→ Information given:
------------------------------------------------------------------------

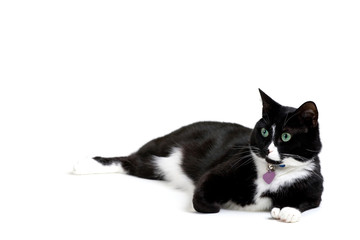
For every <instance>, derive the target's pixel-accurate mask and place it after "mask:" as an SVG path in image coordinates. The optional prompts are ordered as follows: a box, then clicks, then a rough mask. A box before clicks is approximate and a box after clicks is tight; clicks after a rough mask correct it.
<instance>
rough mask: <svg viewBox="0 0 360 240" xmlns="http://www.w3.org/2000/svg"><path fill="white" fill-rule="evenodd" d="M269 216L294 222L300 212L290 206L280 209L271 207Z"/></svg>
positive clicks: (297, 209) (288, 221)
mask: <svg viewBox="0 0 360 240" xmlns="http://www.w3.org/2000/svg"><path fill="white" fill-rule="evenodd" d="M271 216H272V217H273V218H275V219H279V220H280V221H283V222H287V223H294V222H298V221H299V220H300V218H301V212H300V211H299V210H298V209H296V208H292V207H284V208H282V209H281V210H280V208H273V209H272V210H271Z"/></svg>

------------------------------------------------------------------------

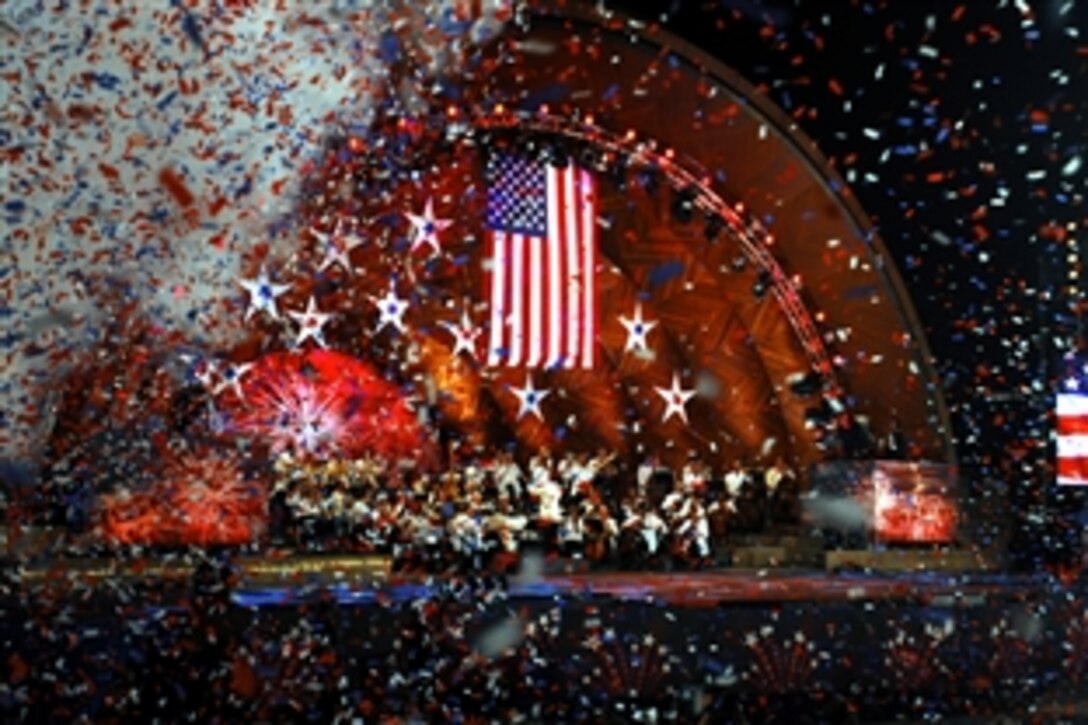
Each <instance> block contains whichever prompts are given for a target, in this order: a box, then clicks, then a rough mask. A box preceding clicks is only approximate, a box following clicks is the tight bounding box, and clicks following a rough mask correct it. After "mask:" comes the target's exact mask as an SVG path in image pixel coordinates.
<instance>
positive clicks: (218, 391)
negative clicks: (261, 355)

------------------------------------------------------------------------

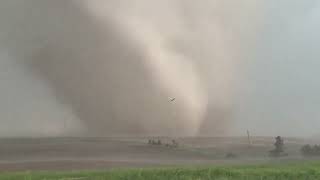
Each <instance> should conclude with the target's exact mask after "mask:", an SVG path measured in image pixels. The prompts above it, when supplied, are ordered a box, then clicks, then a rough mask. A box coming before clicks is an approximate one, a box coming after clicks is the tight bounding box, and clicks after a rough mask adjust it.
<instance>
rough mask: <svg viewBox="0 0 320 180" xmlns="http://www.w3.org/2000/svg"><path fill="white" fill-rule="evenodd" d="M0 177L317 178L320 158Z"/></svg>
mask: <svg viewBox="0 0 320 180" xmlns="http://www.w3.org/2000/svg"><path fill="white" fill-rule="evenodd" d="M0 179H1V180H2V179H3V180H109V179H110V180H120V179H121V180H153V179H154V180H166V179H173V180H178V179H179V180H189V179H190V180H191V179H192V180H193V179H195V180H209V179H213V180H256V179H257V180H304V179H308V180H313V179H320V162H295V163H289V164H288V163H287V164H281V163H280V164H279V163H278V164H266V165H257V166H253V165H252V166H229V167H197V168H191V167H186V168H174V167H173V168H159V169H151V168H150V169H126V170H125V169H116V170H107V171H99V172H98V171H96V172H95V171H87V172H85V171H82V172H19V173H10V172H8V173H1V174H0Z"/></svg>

------------------------------------------------------------------------

→ Problem:
Reproduce the records above word for word, beginning at the line that contains "Each <instance> block" and stopping after the line that contains "negative clicks: (261, 355)".

→ Answer section:
Each <instance> block contains whichever prompts are given for a target, in this order: a box, then clicks, then a rough mask. A box preceding clicks is only approximate, a box following clicks is the tight bounding box, and clicks following a rough mask correct it. After "mask:" comes the target's exact mask as an SVG path in image pixel coordinates.
<instance>
positive clicks: (218, 391)
negative clicks: (261, 355)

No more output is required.